Directive » Turn the lines below into a two-column CSV with the headers input and output, giving each text and its answer a row of their own, each in one quoted field with line breaks changed to spaces. Include every one of the lines.

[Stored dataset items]
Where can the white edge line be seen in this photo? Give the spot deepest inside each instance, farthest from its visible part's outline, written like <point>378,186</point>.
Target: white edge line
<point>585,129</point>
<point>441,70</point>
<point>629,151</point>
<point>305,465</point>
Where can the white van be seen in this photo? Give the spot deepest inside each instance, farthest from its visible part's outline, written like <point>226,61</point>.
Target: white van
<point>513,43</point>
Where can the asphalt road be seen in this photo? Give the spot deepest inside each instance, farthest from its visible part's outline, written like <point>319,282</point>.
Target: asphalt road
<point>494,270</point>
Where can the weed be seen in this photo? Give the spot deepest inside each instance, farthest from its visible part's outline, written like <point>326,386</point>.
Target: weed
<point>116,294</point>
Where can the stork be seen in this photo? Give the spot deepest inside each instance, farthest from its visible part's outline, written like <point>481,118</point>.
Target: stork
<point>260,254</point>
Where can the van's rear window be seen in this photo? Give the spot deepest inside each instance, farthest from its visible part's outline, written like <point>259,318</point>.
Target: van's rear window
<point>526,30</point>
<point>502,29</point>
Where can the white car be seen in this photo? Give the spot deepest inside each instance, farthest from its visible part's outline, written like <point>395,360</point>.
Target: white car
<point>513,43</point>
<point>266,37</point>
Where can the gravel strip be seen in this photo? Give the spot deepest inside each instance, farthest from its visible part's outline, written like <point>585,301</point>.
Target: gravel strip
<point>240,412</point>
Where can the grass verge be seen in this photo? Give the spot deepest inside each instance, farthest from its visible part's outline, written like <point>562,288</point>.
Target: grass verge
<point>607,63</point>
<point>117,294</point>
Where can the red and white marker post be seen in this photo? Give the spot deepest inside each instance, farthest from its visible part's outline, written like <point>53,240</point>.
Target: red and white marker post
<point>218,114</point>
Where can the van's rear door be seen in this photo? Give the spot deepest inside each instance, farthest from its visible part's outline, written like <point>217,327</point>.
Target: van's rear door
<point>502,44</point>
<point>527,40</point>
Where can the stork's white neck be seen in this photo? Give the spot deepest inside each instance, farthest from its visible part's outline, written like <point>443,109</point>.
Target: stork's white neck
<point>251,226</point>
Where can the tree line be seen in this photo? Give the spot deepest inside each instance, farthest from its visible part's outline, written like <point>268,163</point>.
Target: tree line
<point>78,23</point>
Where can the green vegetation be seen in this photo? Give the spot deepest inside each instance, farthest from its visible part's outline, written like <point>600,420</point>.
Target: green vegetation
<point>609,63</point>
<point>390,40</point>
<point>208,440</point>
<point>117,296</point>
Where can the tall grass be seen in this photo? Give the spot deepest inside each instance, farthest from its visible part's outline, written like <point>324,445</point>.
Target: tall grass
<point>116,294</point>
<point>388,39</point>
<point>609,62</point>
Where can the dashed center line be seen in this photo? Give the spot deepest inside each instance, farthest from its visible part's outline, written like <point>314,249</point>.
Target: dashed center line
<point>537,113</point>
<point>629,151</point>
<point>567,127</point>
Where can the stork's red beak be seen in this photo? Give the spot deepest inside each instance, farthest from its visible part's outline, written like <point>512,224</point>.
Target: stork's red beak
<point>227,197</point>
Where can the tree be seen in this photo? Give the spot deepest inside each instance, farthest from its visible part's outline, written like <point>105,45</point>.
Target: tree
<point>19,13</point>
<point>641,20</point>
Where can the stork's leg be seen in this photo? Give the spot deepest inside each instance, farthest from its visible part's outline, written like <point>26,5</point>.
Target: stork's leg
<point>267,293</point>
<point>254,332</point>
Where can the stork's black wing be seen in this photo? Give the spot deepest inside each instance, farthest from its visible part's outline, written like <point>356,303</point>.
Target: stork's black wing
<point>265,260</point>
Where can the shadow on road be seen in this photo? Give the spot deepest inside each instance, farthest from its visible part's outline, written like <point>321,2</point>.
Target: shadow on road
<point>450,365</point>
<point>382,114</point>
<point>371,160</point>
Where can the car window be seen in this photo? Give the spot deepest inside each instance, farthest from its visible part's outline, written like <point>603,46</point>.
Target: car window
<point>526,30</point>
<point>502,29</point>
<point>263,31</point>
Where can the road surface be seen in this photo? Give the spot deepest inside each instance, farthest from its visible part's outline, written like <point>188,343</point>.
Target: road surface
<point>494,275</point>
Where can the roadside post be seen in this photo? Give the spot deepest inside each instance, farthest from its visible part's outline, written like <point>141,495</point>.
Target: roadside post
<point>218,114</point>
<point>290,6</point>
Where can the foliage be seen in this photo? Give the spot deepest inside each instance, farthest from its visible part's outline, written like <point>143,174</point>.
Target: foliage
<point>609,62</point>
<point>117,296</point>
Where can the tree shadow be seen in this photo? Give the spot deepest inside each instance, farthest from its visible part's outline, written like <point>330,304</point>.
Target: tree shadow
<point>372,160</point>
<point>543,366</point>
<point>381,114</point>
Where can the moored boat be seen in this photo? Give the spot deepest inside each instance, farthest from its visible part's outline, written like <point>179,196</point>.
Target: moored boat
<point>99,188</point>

Task solution »
input,output
"Where can the white edge line be seen in this photo? Give the spot deepest inside each instance, farthest from its visible part's outline, written like <point>378,186</point>. Target: white edge line","<point>585,129</point> <point>441,70</point> <point>629,151</point> <point>305,465</point>"
"Where can the white van be seen in this photo? Give the spot deepest inside each instance, farthest from its visible part's outline, written like <point>226,61</point>. Target: white van","<point>513,43</point>"
"Where can the asphalt road be seen in this photo? Give the spot deepest inside each instance, farthest from its visible part's outline, written like <point>319,282</point>. Target: asphalt road","<point>494,270</point>"
"Where can the weed be seen in this photo? Give the spot deepest inside each instance, farthest from its visible part's outline, written like <point>326,386</point>. Target: weed","<point>116,294</point>"
"Where can the stork be seen in this photo? Give the spot deepest inside each instance, farthest from its visible part's outline, written like <point>481,118</point>. Target: stork","<point>260,254</point>"
"Where can the van's rear window be seen in this photo? Give the spot deepest inside each instance, farthest from its visible part's outline, written like <point>259,318</point>. Target: van's rear window","<point>526,30</point> <point>502,29</point>"
"Where can the white car be seen in this photo? Give the spot deepest inside each instance, farthest from its visible part's outline, written like <point>395,360</point>. Target: white car","<point>513,43</point> <point>266,37</point>"
"Where can the gravel strip be seen in this photo? Give the spot deepest inside each instance, farthest from its visible part's outline, written like <point>585,301</point>. Target: gravel strip","<point>240,412</point>"
"Where can the grass verge be seen in this photo? Give the spot deepest inside each instance, farthest from its visible part's outline, written like <point>562,288</point>. Target: grass verge","<point>607,63</point> <point>117,294</point>"
"Where can the red and white marker post be seen in this photo? Give the spot deepest inside each instance, farthest from its visible part's outline, written like <point>53,240</point>. Target: red and white marker post","<point>218,114</point>"
"Where can the van's rear door be seen in this photo? Give the spot deepest inside each instance, farthest from its visible part's outline, written like <point>217,327</point>. Target: van's rear door","<point>502,44</point> <point>527,40</point>"
"Where can the stork's white neck be seen in this photo? Give the spot deepest inside each instance, farthest from its visible part's outline, written like <point>443,109</point>. Target: stork's white neck","<point>251,226</point>"
"Where can the tree line be seen in this photo? Give the spot deepest inside each instance, farthest from its visible part's outline, written like <point>268,163</point>. Target: tree line","<point>78,23</point>"
"Where can the green vegetation be seen in this photo? Give the spot deepest inside each instance, farthest from its visible part's outline, written like <point>600,420</point>. Target: green vegetation","<point>609,63</point> <point>390,40</point> <point>208,440</point> <point>117,296</point>"
"Where can the tall grass be seen in this photo? Give the spot deepest inside each instance, farthest from its visible part's outline, written like <point>324,445</point>. Target: tall grass","<point>116,294</point> <point>388,39</point> <point>609,62</point>"
"Where can the dashed center line be seen in this photo? Give the spot deepest inside each instance, farthest from its visible part's outline, written like <point>314,249</point>. Target: dashed center line","<point>537,113</point> <point>629,151</point> <point>567,127</point>"
"Where can the stork's red beak be seen in this photo? Give the spot deepest inside each instance, farthest from its visible part's outline, written like <point>512,224</point>. Target: stork's red beak","<point>227,197</point>"
"Where can the tree be seen in this photo? Give the spot deepest inside each instance, farthest from its visible part's outline, written like <point>105,45</point>. Target: tree","<point>19,13</point> <point>641,20</point>"
"Where can the stork's leg be seen in this photo? Give the spot deepest inside each instance, farthest from its visible part's outline, written like <point>26,5</point>. Target: stork's leg","<point>267,293</point> <point>254,332</point>"
"Where can the stork's black wing be seen in this photo? Give the spot deepest inside each instance, farthest from its visible part's outline, written like <point>356,303</point>. Target: stork's black wing","<point>265,260</point>"
"Where can the shadow on road be seen in this photo? Give the spot deepest inside each instance, farthest from its visible part's outline, written like <point>321,2</point>. Target: shadow on road","<point>450,365</point> <point>382,114</point> <point>371,160</point>"
"Where can the car window be seen in this photo? Give the spot deepest inside each instance, farthest from its visible part's outline, written like <point>603,46</point>. Target: car window","<point>526,30</point> <point>502,29</point> <point>263,31</point>"
"Where can the road surface be seen in this photo? Give the spot deepest inside each instance, farthest from its visible part's outline, written like <point>188,343</point>. Target: road surface","<point>494,275</point>"
"Where can the roadside post be seen in this photo? Give the spot deepest inside each instance, farthest from its visible part's outline, written like <point>141,495</point>. Target: roadside post","<point>218,114</point> <point>290,6</point>"
"Where can the foliage be seen in this photo? Give the spot deepest inside each instance, farthest from its visible part's outline, written like <point>143,174</point>. Target: foliage","<point>609,62</point> <point>117,296</point>"
"Where can the tree shadow be seen in this photo? Give the spot deepest inside each instance, farthest from its visible part's outline, written like <point>330,304</point>. Target: tree shadow","<point>372,160</point> <point>543,366</point> <point>381,114</point>"
"Where can the moored boat be seen in this photo? Give the spot deepest inside each instance, farthest from its visible part's outline, written like <point>179,196</point>. Target: moored boat","<point>99,188</point>"